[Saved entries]
***
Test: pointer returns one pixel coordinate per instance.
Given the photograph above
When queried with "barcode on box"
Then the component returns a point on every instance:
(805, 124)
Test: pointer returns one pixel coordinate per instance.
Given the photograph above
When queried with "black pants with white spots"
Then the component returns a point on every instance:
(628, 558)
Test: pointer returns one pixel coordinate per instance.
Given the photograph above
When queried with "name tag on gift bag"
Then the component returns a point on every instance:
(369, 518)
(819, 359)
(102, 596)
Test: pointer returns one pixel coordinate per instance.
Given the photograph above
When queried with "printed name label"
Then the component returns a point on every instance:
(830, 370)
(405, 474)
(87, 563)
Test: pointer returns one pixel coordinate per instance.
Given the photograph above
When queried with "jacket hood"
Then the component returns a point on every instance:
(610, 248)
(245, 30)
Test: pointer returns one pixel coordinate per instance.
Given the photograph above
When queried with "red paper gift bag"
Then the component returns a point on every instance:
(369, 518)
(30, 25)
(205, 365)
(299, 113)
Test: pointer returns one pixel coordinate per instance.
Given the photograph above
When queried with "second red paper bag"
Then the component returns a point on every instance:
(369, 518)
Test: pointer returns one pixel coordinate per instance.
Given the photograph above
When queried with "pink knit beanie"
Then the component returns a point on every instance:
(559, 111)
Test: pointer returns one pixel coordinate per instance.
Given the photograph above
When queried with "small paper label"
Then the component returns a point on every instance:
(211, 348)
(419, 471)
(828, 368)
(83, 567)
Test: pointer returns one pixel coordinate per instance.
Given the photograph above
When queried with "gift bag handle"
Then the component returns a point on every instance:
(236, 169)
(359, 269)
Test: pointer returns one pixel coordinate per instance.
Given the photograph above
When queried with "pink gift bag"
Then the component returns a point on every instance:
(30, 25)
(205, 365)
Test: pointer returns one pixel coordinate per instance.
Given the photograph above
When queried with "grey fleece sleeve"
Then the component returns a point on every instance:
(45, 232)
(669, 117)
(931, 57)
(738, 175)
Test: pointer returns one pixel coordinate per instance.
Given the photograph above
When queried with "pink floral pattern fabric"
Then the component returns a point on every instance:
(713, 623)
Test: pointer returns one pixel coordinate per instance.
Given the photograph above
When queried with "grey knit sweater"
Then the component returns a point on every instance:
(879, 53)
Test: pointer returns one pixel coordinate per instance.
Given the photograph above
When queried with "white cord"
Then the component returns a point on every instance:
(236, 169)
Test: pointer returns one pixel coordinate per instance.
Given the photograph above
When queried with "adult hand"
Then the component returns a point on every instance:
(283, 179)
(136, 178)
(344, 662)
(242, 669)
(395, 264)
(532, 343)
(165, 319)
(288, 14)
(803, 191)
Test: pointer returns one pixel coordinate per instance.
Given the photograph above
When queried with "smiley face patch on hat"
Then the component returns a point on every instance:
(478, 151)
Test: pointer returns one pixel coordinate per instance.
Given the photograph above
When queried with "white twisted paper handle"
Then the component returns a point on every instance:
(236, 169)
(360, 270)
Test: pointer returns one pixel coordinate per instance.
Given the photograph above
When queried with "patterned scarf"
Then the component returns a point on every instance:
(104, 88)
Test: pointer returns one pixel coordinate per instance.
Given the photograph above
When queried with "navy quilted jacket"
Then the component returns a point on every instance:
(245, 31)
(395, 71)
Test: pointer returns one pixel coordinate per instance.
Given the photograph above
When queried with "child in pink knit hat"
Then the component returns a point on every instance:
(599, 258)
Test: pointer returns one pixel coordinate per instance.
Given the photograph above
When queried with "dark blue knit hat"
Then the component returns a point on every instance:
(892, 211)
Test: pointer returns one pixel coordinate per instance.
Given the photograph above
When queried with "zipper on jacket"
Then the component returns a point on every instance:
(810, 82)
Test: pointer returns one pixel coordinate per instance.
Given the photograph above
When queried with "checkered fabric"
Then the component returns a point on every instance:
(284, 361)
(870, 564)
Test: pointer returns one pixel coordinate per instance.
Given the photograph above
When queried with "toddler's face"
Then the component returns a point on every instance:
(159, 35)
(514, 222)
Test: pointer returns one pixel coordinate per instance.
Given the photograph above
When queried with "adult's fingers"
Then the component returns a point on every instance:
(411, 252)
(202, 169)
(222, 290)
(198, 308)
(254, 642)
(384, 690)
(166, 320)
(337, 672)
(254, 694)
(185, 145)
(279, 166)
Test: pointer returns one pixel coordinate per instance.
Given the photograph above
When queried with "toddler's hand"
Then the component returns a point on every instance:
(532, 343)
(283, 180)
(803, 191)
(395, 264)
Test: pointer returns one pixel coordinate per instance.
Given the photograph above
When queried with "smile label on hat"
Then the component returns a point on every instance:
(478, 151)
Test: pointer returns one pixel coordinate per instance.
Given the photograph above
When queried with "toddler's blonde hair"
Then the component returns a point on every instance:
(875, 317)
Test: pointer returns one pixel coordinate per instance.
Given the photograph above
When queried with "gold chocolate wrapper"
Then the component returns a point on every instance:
***
Above are the records; copy all of them exactly.

Test: pointer returns one pixel coordinate per instance.
Given the photograph above
When queried with "barcode on box"
Then the component returns a point on every instance:
(805, 124)
Test: pointer returns one pixel coordinate per instance.
Given the photograph above
When queried with "black pants with white spots"
Then the component returns a point on every instance:
(628, 558)
Test: pointer returns one pixel coordinate per instance.
Given the photograph above
When queried with "name tag on gift bag"
Then the component returns a point on every instance:
(369, 518)
(819, 359)
(102, 596)
Test: pointer returns one pixel coordinate per instance.
Given the photograph above
When queried with "printed name label"
Then the component returns a point on every instance:
(830, 370)
(405, 474)
(87, 563)
Test: pointer returns one pixel coordinate per instance.
Given the photograph above
When queried with "jacket hood"
Then the component returns a point on every instance:
(610, 248)
(245, 30)
Test: pointer returns one pixel coordinate per instance.
Given the photograph above
When queried with "red paper gift bag"
Then the component returns a point on every instance:
(369, 518)
(30, 25)
(205, 365)
(299, 113)
Test: pointer returns one pixel coordinate per instance.
Given the photograph above
When queried with "second red paper bag"
Then the component returns a point on every instance:
(369, 518)
Test: pointer returns one pixel coordinate per instance.
Given the photograph above
When queried with "pink knit beanie"
Then the component returns a point on every instance:
(559, 111)
Test: pointer returns one pixel coordinate per instance.
Given the photograph above
When queried with "small paper label"
Then the component returns a point on every instance:
(211, 348)
(419, 471)
(828, 368)
(83, 567)
Test: pointer returns one pixel coordinate per instance.
Given the photograph above
When queried with "gift bag handle"
Then the component returns a point on every instance:
(236, 169)
(359, 269)
Test: pointer returns one pixel coordinate per instance.
Given the photograph above
When queried with "pink gift bag"
Then the component returns a point on every instance:
(30, 25)
(205, 365)
Test: pointer returns one pixel coordinate per instance.
Given the photograph above
When queried with "grey fleece sleeve"
Then the component returns a point on every instance:
(45, 232)
(669, 117)
(931, 57)
(738, 175)
Test: pointer returns one pixel coordinate per instance.
Given the photograph above
When queried with "pink floral pattern fabric"
Then the component returns a point on every instance:
(713, 623)
Test: pointer returns one pixel coordinate per instance.
Given the photograph above
When queried with "grey knit sweater"
Then the component returns a point on every instance:
(879, 53)
Test: pointer returns one pixel coordinate per instance.
Given the photograph above
When queried with "white cord"
Then the component returns a point on every instance:
(236, 169)
Test: pointer returns one pixel coordinate per instance.
Given the photograph above
When queried with "adult hand"
Then the component returns a point on every instance:
(283, 179)
(136, 178)
(344, 662)
(242, 669)
(395, 264)
(532, 343)
(165, 319)
(288, 14)
(803, 191)
Test: pointer returns one pixel coordinate per instance.
Given the photograph above
When queried with "smiley face patch on hat"
Then the component returns a point on every instance:
(478, 151)
Test: pointer returns one pixel coordinate per instance.
Given the photograph above
When queried with "white twisted paper handle"
Then the component returns a point on every instance:
(236, 169)
(360, 270)
Test: pointer returns one pixel coordinate per instance.
Given the photograph above
When queried with "patterned scarf"
Then the component returns a point on every instance:
(104, 88)
Test: pointer returns one pixel coordinate per instance.
Given the photograph above
When queried with "navy quilted jacket"
Then the component returns a point on every instance:
(245, 31)
(395, 71)
Test: pointer returns one pixel coordinate per instance.
Given the photograph above
When queried with "child in pink knit hat"
Then the component returns a point on every instance:
(599, 258)
Test: pointer returns one pixel coordinate per instance.
Given the photograph above
When queried with "dark blue knit hat"
Then the component returns a point on every instance:
(892, 211)
Test: pointer returns one pixel coordinate per instance.
Given the photograph above
When queried with "zipper on jacket"
Then the component returns a point on every instance:
(810, 82)
Test: pointer returns one pixel coordinate per instance.
Given the photograph above
When queried with "checkered fabric"
Then the component returns a point on every instance:
(284, 361)
(870, 564)
Test: pointer returns one pixel coordinate per instance.
Given the photograph above
When queried with "toddler's face"
Then the component returns a point on every instance:
(159, 35)
(514, 222)
Test: pointer returns one pixel coordinate per instance.
Given the photograph above
When queried with "adult's fingers"
Then the component returns a point on every instance:
(411, 252)
(202, 169)
(222, 290)
(198, 308)
(254, 642)
(384, 690)
(166, 320)
(337, 672)
(254, 694)
(185, 145)
(279, 166)
Test: pointer returns one pixel coordinate per instance.
Given the photograph above
When queried with "toddler's hand"
Then the component returns a point on every instance:
(532, 343)
(283, 180)
(803, 191)
(395, 264)
Test: pointer returns one pixel coordinate per instance.
Given the photograph above
When queried with "smile label on hat"
Then the component returns a point on every instance:
(478, 151)
Test: pointer returns one pixel coordinate per instance.
Given the photograph above
When queried with "toddler's blonde hair"
Then the component returns a point on every instance:
(875, 317)
Test: pointer returns one pixel coordinate per instance.
Given the photograph above
When queried with "gold chocolate wrapper"
Then the component returns a point on every instance:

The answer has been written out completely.